━━ AUSGANGSTEXT ━━

Neuss-Grevenbroicher Zeitung Neuss

Leben von der Barmherzig­keit anderer

Die Legende von Sankt Martin erzählt von der spontanen Bereitscha­ft zu teilen. In der Wohnungslo­senhilfe Café Ausblick erzählen Wohnungslo­se und sozial Benachteil­igte wie es ist, darauf angewiesen zu sein.

- VON LEA HENSEN

NEUSS Mitte November sinken draußen die Temperatur­en – und im Café Ausblick an der Breite Straße ist viel los. Stühle werden gerückt, Suppentell­er geleert, einige Besucher unterhalte­n sich bei Kaffee und Zigarette. Manch einer nutzt die Öffnungsze­iten der Caritas-Einrichtun­g, um zusammenge­kauert auf einem Stuhl ein wenig zu schlafen.

━━━

ARBEITSAUFTRAG 1: Geben Sie den Abschnitt aus dem Artikel über das Café Ausblick von "Leben von der" bis "angewiesen zu sein." wortgetreu aus.
ARBEITSAUFTRAG 2: Schreiben Sie den Artikel über das Café Ausblick im Anschluss an seinen letzten Satz weiter.
Die Einträge stammen aus einer anderen Quelle als der Artikel über das Café Ausblick.

━━ VERFÜGBARE DATEN ━━

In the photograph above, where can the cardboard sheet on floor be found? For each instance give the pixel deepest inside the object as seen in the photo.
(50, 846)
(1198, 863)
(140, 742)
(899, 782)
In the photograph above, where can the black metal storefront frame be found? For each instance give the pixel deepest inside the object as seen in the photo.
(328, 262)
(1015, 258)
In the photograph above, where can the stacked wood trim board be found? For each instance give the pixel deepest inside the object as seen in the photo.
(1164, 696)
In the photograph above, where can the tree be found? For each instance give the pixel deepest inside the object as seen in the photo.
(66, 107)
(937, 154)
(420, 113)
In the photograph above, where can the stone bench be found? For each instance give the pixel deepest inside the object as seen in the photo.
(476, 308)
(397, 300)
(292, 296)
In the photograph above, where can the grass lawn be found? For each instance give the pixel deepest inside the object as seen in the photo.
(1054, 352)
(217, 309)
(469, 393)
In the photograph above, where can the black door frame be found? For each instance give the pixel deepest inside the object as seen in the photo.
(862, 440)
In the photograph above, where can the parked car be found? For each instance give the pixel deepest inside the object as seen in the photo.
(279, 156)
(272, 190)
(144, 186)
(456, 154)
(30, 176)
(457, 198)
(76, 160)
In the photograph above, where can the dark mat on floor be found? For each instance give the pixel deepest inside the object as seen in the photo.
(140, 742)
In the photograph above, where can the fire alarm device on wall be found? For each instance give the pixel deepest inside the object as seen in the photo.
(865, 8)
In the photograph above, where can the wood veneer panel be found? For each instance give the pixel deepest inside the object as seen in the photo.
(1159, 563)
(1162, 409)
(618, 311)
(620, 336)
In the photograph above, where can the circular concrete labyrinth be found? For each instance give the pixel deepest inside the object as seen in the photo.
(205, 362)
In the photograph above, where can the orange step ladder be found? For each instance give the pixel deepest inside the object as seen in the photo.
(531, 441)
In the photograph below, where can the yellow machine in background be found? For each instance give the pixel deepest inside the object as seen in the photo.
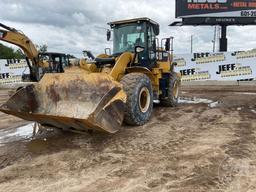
(41, 62)
(109, 89)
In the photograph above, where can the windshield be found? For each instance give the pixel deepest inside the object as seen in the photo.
(127, 37)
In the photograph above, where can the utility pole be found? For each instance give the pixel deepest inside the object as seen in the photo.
(191, 44)
(214, 39)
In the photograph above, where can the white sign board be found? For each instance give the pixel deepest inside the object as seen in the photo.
(228, 66)
(11, 70)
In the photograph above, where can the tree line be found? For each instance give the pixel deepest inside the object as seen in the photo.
(10, 53)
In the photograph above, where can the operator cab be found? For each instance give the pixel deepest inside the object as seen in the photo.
(130, 34)
(57, 62)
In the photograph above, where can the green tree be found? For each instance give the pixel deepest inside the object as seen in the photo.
(43, 48)
(10, 53)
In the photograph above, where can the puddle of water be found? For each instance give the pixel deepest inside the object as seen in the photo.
(245, 93)
(16, 134)
(195, 100)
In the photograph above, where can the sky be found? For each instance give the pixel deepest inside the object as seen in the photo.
(71, 26)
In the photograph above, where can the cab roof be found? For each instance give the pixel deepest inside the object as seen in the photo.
(145, 19)
(132, 21)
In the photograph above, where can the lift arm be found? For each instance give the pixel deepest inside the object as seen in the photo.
(15, 37)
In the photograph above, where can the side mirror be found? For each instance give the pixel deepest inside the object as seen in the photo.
(88, 54)
(139, 49)
(108, 35)
(168, 44)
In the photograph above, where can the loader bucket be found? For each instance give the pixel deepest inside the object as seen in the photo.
(75, 102)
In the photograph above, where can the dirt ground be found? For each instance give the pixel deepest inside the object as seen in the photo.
(202, 145)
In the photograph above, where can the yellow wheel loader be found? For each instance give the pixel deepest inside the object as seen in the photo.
(38, 63)
(108, 90)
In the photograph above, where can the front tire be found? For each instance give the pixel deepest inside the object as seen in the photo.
(139, 103)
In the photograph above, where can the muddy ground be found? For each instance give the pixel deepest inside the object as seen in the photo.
(202, 145)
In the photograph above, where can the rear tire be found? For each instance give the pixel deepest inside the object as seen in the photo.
(173, 92)
(139, 103)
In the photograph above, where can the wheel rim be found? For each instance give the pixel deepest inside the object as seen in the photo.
(144, 100)
(176, 90)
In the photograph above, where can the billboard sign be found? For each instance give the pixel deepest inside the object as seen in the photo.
(222, 66)
(211, 12)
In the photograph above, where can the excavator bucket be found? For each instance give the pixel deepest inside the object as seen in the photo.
(76, 101)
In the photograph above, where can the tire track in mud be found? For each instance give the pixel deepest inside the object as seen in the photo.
(180, 149)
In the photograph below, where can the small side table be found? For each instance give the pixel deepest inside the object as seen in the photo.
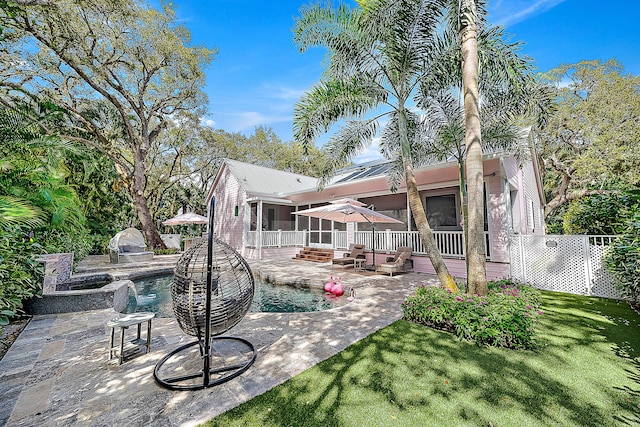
(130, 347)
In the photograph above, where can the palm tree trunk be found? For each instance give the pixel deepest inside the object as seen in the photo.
(476, 257)
(419, 216)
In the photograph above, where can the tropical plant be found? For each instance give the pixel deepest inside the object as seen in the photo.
(464, 16)
(118, 69)
(598, 214)
(505, 317)
(510, 98)
(378, 56)
(623, 257)
(20, 273)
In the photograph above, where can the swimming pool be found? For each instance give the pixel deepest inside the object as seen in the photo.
(154, 294)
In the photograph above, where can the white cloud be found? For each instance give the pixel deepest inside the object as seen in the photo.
(519, 10)
(371, 153)
(246, 121)
(284, 93)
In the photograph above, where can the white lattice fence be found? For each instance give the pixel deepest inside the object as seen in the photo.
(571, 264)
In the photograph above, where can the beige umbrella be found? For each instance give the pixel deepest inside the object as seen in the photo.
(350, 210)
(186, 218)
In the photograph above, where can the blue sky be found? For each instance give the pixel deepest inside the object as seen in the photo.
(259, 73)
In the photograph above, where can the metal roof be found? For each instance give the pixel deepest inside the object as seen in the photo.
(260, 180)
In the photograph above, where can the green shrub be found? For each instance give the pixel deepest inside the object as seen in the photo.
(20, 273)
(623, 257)
(506, 317)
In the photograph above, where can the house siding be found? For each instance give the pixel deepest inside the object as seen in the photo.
(229, 194)
(532, 206)
(496, 211)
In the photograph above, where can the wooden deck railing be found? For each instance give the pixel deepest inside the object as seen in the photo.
(450, 243)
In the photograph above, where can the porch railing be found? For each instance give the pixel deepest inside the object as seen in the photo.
(450, 243)
(277, 239)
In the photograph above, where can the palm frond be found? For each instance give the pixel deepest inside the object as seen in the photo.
(347, 143)
(330, 101)
(14, 212)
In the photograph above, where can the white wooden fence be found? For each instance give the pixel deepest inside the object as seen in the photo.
(563, 263)
(450, 243)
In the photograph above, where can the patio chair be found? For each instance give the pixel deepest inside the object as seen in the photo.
(399, 263)
(348, 258)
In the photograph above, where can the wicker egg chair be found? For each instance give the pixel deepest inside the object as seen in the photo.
(212, 291)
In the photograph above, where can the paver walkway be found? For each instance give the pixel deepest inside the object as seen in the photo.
(57, 373)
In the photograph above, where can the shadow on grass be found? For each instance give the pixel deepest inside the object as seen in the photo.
(586, 372)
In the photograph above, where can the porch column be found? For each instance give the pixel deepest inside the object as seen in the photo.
(408, 213)
(259, 229)
(246, 227)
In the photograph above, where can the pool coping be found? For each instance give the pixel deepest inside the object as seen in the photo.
(57, 372)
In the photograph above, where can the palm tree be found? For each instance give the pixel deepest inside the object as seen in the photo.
(32, 187)
(509, 97)
(379, 57)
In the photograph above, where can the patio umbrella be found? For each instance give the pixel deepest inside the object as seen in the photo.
(186, 218)
(350, 210)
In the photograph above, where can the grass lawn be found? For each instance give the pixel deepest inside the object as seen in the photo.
(586, 372)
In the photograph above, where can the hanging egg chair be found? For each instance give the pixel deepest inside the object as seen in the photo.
(212, 290)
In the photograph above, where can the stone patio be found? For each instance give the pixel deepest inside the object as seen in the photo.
(58, 372)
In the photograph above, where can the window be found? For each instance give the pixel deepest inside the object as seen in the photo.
(530, 215)
(442, 212)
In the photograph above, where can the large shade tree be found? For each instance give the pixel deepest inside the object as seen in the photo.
(118, 69)
(378, 57)
(589, 147)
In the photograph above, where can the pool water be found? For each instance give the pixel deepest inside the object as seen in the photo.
(154, 294)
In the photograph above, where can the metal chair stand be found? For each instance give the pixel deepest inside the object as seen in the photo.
(211, 292)
(211, 376)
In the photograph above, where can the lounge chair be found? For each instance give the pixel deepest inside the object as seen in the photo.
(348, 258)
(399, 263)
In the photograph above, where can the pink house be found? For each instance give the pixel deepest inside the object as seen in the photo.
(255, 209)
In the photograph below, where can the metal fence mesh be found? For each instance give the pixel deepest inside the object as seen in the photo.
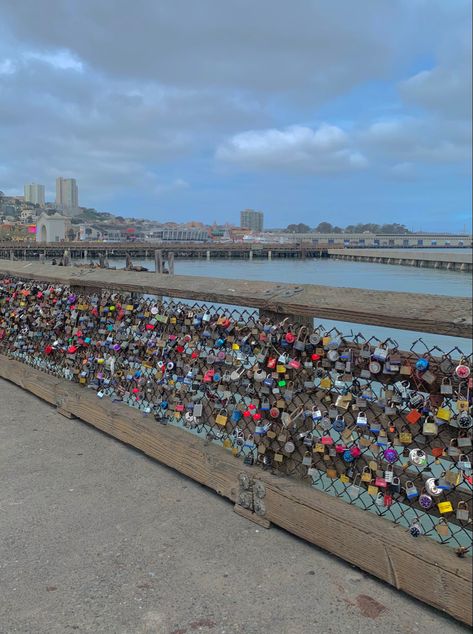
(384, 429)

━━━

ANTWORTFELD 1:
Leben von der Barmherzig­keit anderer

Die Legende von Sankt Martin erzählt von der spontanen Bereitscha­ft zu teilen. In der Wohnungslo­senhilfe Café Ausblick erzählen Wohnungslo­se und sozial Benachteil­igte wie es ist, darauf angewiesen zu sein.

ANTWORTFELD 2:
Durch die Straßen klingt derweil das Lied von Sankt Martin, dem „frommen Mann“, der für den Bettler „mit dem Schwerte teilt, den warmen Mantel unverweilt.“Die Legende fordert auf zur spontanen Bereitscha­ft, mit den Armen und Benachteil­igten zu Teilen. Zwischen 40 und 50 Betroffene kommen täglich in das Café. Viele sind zur Zeit wohnungslo­s und übernachte­n in der Notschlafs­telle am Derendorfw­eg. Der Rest ist mindestens schon einmal wohnungslo­s gewesen. In der Tagesstätt­e können sie sich aufwärmen, bekommen günstig zu essen und Unterstütz­ung bei der Wohnungssu­che. Das Leben auf der Straße, angewiesen auf die spontane Güte Fremder, wie sie der Bettler aus dem Martinslie­d erlebt, kennen sie gut.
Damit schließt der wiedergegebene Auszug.